ACTIVITY: Which of the lines in the records below hold the string "sample"? Copy every one of them.

# # # # #

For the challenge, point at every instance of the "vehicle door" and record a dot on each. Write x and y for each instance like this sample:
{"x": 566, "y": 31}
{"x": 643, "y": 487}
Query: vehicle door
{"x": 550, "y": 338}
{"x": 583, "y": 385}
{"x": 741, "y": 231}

# # # # #

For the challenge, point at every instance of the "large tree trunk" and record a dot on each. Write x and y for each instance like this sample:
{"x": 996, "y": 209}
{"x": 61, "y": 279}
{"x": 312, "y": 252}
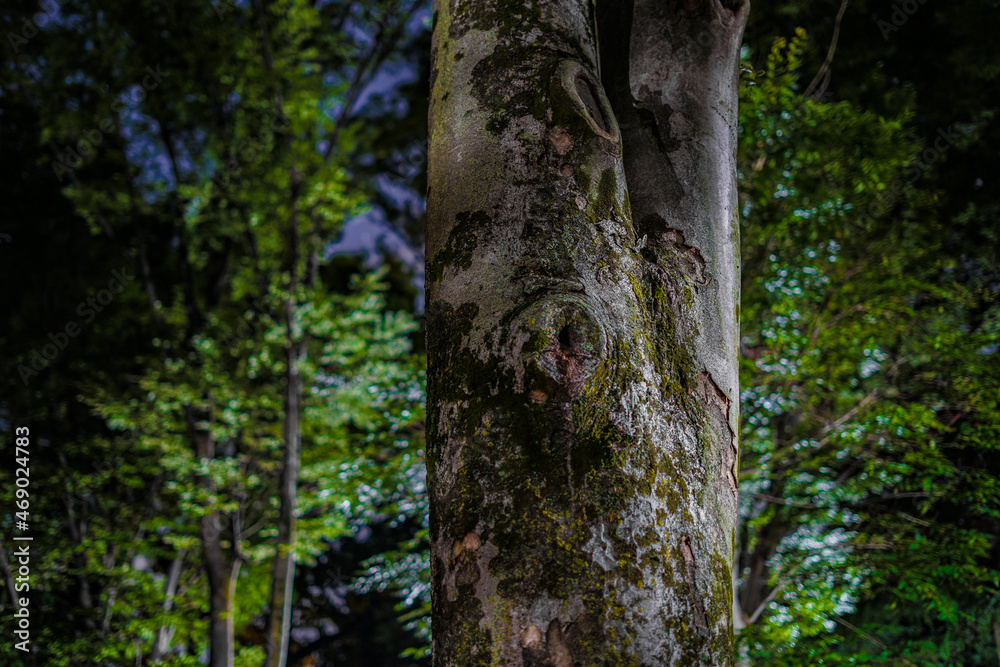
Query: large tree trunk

# # # # #

REPLY:
For the challenge, point at every instance of the "vehicle door" and record a dot on each. Write x and y for each instance like this sample:
For the challenge, point at every instance of the "large tree trunk" and record a dot on each. Write x and y for each instance like this sample:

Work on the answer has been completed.